Problem statement: Please rewrite all of the material below, requests included, scaling every coordinate in the answer paths by 0.6 and rounding each result to a whole number, with halves rounded up. Keep the numbers in the requests and their sample paths unchanged.

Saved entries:
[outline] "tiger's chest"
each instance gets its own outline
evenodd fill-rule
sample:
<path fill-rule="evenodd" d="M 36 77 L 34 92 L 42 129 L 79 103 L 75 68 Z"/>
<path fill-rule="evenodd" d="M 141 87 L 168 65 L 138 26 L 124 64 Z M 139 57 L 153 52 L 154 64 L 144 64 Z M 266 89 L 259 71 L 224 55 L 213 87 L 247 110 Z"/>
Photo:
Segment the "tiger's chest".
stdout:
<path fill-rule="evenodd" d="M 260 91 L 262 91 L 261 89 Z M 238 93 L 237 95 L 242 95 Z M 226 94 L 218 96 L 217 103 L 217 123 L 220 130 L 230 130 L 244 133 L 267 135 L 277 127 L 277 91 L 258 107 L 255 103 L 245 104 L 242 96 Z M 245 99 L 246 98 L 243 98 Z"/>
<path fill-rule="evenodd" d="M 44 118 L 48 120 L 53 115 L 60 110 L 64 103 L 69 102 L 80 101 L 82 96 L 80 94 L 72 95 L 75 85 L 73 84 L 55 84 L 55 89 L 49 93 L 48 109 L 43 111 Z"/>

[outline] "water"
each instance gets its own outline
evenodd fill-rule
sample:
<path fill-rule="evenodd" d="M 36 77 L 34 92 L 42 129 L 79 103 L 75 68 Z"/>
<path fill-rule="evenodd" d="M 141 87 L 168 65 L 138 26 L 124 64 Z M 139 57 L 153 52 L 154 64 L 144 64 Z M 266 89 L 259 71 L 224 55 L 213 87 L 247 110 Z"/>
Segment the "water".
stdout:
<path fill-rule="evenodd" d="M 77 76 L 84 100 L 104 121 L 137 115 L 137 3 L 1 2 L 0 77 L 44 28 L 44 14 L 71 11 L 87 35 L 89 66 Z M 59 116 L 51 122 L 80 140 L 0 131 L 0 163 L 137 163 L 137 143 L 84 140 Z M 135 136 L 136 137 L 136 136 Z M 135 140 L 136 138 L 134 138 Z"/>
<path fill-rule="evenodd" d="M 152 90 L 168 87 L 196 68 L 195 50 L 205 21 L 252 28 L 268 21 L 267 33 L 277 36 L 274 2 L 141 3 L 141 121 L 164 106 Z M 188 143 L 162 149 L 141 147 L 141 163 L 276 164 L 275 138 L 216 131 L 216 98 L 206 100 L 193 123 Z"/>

Exercise response:
[outline] "tiger's chest"
each instance gets its own outline
evenodd fill-rule
sample:
<path fill-rule="evenodd" d="M 36 77 L 34 92 L 42 129 L 79 103 L 75 68 Z"/>
<path fill-rule="evenodd" d="M 141 87 L 168 65 L 138 26 L 124 64 Z M 139 57 L 153 52 L 154 64 L 144 64 Z M 266 89 L 259 71 L 224 55 L 213 87 L 247 110 Z"/>
Photo:
Segment the "tiger's chest".
stdout:
<path fill-rule="evenodd" d="M 156 55 L 157 55 L 157 53 Z M 143 56 L 142 57 L 145 57 Z M 136 56 L 131 58 L 130 62 L 130 74 L 132 78 L 138 78 L 146 80 L 160 81 L 166 76 L 166 55 L 155 64 L 153 62 L 147 62 L 145 58 Z M 147 59 L 148 59 L 146 59 Z"/>
<path fill-rule="evenodd" d="M 26 71 L 29 72 L 32 69 L 36 66 L 38 62 L 41 61 L 48 61 L 49 58 L 48 56 L 43 57 L 45 51 L 44 50 L 33 50 L 33 53 L 29 56 L 29 65 L 26 67 Z"/>

[outline] "water"
each instance gets its own outline
evenodd fill-rule
sample:
<path fill-rule="evenodd" d="M 36 77 L 34 92 L 42 129 L 79 103 L 75 68 Z"/>
<path fill-rule="evenodd" d="M 141 87 L 168 65 L 138 26 L 124 64 Z M 139 57 L 153 52 L 154 64 L 144 64 Z M 266 89 L 259 71 L 224 55 L 213 87 L 247 110 Z"/>
Segment the "water".
stdout:
<path fill-rule="evenodd" d="M 46 46 L 50 60 L 62 73 L 82 69 L 82 2 L 1 1 L 0 46 L 26 17 L 26 8 L 43 7 L 52 21 L 53 40 Z M 35 70 L 31 73 L 48 84 L 0 79 L 0 98 L 82 98 L 82 86 L 50 84 Z M 81 82 L 82 82 L 82 82 Z M 81 84 L 82 83 L 80 83 Z"/>
<path fill-rule="evenodd" d="M 91 54 L 101 52 L 118 41 L 117 30 L 123 13 L 151 17 L 161 13 L 160 20 L 166 22 L 164 1 L 85 2 L 85 73 L 98 64 Z M 113 86 L 97 89 L 85 88 L 85 98 L 166 98 L 165 83 L 130 79 L 130 59 L 124 60 L 116 74 Z"/>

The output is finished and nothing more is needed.